PROBLEM REQUIREMENTS. In the records that follow, find each line with "distant" and pull it out.

***** EXCERPTED RECORDS

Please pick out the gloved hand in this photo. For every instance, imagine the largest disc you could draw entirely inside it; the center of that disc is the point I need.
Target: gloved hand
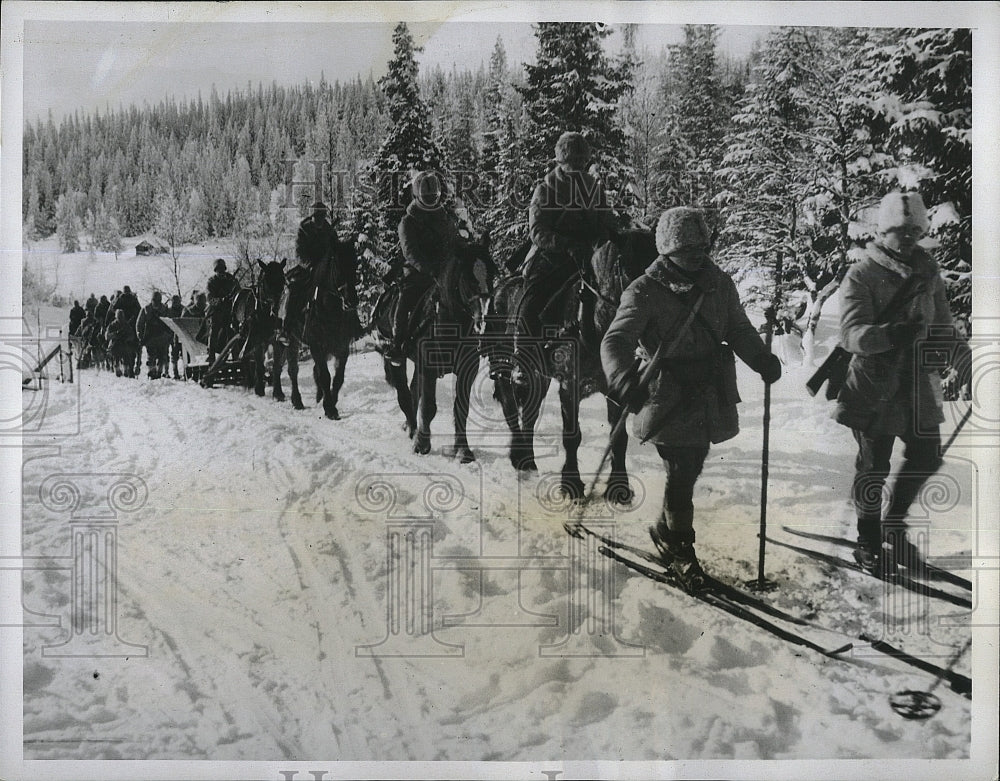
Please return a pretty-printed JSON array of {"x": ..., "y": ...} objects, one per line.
[
  {"x": 963, "y": 371},
  {"x": 628, "y": 392},
  {"x": 768, "y": 367},
  {"x": 903, "y": 334},
  {"x": 394, "y": 273}
]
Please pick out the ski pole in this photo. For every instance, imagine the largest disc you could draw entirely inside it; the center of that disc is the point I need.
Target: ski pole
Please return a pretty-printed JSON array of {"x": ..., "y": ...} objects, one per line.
[
  {"x": 761, "y": 583},
  {"x": 646, "y": 377},
  {"x": 957, "y": 431}
]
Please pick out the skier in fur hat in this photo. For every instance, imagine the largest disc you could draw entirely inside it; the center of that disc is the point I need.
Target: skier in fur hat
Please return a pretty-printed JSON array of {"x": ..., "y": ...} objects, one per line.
[
  {"x": 691, "y": 402},
  {"x": 888, "y": 392}
]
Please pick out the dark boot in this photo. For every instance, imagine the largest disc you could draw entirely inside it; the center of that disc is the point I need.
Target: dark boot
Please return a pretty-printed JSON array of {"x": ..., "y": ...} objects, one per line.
[
  {"x": 394, "y": 353},
  {"x": 280, "y": 334},
  {"x": 676, "y": 551},
  {"x": 875, "y": 554},
  {"x": 904, "y": 553}
]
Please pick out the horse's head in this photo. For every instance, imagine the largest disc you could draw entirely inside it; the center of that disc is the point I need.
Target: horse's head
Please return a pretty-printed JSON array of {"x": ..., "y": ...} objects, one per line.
[
  {"x": 474, "y": 281},
  {"x": 271, "y": 283}
]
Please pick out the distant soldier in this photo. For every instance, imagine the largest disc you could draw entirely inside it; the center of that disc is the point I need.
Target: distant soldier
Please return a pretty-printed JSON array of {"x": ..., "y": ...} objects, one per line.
[
  {"x": 102, "y": 310},
  {"x": 175, "y": 310},
  {"x": 127, "y": 302},
  {"x": 76, "y": 315},
  {"x": 122, "y": 344},
  {"x": 155, "y": 336},
  {"x": 197, "y": 306},
  {"x": 222, "y": 286}
]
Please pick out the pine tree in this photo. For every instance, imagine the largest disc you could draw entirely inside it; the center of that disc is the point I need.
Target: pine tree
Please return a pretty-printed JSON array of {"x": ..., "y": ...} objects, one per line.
[
  {"x": 920, "y": 93},
  {"x": 642, "y": 113},
  {"x": 171, "y": 225},
  {"x": 408, "y": 146},
  {"x": 574, "y": 86},
  {"x": 695, "y": 121},
  {"x": 801, "y": 167},
  {"x": 69, "y": 225}
]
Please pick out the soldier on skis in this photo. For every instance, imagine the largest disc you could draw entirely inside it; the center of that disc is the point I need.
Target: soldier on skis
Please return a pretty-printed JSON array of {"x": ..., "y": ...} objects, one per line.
[
  {"x": 888, "y": 391},
  {"x": 691, "y": 403}
]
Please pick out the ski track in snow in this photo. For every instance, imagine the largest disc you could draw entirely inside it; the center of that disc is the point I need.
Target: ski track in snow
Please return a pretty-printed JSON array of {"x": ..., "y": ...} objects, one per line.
[{"x": 254, "y": 572}]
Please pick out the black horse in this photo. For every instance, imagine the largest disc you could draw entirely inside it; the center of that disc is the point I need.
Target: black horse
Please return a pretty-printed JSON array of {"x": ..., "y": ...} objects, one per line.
[
  {"x": 576, "y": 316},
  {"x": 322, "y": 314},
  {"x": 445, "y": 338},
  {"x": 251, "y": 317}
]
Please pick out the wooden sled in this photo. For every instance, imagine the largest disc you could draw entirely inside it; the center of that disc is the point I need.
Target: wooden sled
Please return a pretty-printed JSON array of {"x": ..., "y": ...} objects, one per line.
[{"x": 194, "y": 351}]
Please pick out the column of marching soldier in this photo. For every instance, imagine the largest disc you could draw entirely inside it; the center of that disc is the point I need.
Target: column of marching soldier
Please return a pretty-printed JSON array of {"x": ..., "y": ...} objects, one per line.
[{"x": 691, "y": 401}]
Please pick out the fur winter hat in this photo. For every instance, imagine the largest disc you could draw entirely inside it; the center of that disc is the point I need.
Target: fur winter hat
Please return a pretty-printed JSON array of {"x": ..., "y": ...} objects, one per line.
[
  {"x": 902, "y": 210},
  {"x": 426, "y": 188},
  {"x": 682, "y": 228},
  {"x": 572, "y": 147}
]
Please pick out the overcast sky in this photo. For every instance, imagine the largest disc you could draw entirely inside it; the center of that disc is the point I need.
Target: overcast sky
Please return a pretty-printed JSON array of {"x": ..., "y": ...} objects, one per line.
[{"x": 90, "y": 66}]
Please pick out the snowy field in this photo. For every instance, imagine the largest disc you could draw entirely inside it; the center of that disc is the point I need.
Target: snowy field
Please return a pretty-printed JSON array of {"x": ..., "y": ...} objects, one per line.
[{"x": 259, "y": 612}]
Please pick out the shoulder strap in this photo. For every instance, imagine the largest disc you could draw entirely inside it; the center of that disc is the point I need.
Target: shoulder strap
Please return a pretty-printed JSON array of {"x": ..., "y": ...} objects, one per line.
[{"x": 904, "y": 293}]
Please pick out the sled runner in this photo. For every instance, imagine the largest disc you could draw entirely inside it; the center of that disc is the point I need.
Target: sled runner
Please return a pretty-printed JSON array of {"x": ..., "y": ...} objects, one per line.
[{"x": 195, "y": 351}]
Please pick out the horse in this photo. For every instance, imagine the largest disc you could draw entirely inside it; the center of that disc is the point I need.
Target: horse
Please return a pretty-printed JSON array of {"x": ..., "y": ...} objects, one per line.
[
  {"x": 91, "y": 346},
  {"x": 445, "y": 339},
  {"x": 327, "y": 325},
  {"x": 252, "y": 317},
  {"x": 580, "y": 311}
]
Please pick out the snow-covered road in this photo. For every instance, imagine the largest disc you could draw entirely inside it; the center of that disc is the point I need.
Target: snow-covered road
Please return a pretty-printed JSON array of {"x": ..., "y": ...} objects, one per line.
[{"x": 270, "y": 620}]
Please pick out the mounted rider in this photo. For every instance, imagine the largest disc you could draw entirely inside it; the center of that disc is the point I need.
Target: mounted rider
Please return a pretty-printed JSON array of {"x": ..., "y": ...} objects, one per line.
[
  {"x": 428, "y": 238},
  {"x": 222, "y": 287},
  {"x": 568, "y": 218},
  {"x": 316, "y": 242}
]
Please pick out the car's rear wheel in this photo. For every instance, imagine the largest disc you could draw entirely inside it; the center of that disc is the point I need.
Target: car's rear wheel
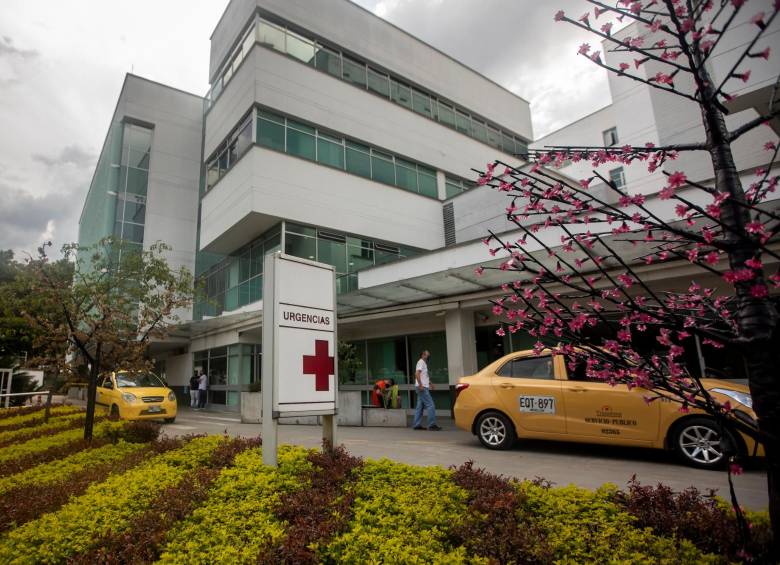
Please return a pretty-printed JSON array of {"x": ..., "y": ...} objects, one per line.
[
  {"x": 495, "y": 431},
  {"x": 698, "y": 442}
]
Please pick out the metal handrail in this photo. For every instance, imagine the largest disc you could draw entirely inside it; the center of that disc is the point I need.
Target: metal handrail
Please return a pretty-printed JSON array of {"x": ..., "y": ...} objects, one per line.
[{"x": 48, "y": 394}]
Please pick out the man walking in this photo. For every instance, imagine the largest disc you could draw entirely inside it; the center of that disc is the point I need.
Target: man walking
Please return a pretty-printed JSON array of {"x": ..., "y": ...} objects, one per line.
[
  {"x": 424, "y": 400},
  {"x": 194, "y": 390},
  {"x": 202, "y": 385}
]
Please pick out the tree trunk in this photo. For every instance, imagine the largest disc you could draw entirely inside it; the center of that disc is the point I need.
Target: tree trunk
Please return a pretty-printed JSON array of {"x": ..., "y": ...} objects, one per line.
[
  {"x": 94, "y": 373},
  {"x": 765, "y": 389}
]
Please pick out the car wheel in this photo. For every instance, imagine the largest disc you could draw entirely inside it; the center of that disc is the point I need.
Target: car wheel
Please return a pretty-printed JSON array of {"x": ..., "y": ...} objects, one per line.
[
  {"x": 495, "y": 431},
  {"x": 698, "y": 443}
]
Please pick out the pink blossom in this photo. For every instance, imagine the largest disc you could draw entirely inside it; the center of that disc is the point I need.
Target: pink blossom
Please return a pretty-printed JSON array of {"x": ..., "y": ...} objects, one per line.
[
  {"x": 759, "y": 291},
  {"x": 677, "y": 179}
]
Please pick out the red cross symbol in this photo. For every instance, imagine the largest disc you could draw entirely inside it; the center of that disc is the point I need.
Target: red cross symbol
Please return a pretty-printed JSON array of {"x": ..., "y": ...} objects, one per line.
[{"x": 320, "y": 365}]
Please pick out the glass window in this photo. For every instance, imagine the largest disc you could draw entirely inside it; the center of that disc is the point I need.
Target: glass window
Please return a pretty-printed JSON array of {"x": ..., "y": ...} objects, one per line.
[
  {"x": 427, "y": 181},
  {"x": 300, "y": 48},
  {"x": 478, "y": 130},
  {"x": 301, "y": 246},
  {"x": 617, "y": 177},
  {"x": 379, "y": 83},
  {"x": 358, "y": 159},
  {"x": 452, "y": 187},
  {"x": 135, "y": 211},
  {"x": 610, "y": 137},
  {"x": 270, "y": 36},
  {"x": 463, "y": 122},
  {"x": 333, "y": 253},
  {"x": 401, "y": 93},
  {"x": 299, "y": 229},
  {"x": 382, "y": 167},
  {"x": 300, "y": 140},
  {"x": 354, "y": 72},
  {"x": 137, "y": 181},
  {"x": 507, "y": 143},
  {"x": 270, "y": 133},
  {"x": 494, "y": 137},
  {"x": 359, "y": 257},
  {"x": 244, "y": 139},
  {"x": 406, "y": 175},
  {"x": 528, "y": 368},
  {"x": 421, "y": 103},
  {"x": 328, "y": 61},
  {"x": 446, "y": 115},
  {"x": 330, "y": 151}
]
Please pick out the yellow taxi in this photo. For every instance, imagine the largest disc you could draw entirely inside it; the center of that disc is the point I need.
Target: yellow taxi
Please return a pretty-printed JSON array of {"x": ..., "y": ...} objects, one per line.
[
  {"x": 136, "y": 396},
  {"x": 536, "y": 396}
]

**********

TASK SOLUTION.
Please pick out the distant soldier in this photo. For every instance, imagine the largest disc you could draw entirely inside it; the center of that disc is the point I need.
Target: distant soldier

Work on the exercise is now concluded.